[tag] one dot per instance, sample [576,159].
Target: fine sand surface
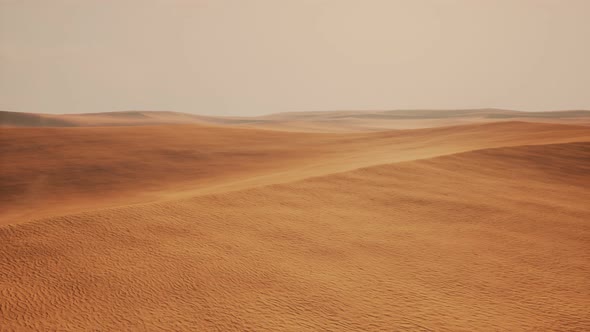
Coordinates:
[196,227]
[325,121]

------------------------------------------------------------

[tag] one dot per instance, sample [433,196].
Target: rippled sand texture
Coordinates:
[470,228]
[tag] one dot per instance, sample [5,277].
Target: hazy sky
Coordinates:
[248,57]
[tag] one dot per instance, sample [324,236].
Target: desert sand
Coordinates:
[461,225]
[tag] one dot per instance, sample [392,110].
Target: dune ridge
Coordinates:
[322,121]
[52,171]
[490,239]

------------------------------------------------------------

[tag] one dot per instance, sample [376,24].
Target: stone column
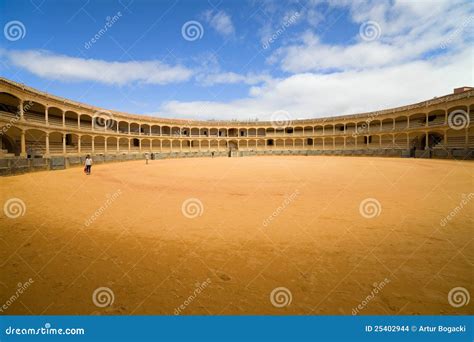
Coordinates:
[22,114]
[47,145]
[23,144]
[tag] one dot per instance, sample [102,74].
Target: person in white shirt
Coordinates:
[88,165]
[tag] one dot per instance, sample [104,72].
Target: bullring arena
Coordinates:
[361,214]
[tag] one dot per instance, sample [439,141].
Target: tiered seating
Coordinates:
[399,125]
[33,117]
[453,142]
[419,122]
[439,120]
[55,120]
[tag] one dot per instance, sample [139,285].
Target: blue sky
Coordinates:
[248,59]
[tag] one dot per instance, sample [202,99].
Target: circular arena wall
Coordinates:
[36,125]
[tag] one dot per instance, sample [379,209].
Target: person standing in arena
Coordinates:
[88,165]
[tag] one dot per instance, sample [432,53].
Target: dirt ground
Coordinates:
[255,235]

------------------------------------------------------------

Pull out each line of the listing above that contains the word "person", and copy those lines in full. Case counts, so match only that exact capitalization.

Target: person in white shirt
Target: person standing in arena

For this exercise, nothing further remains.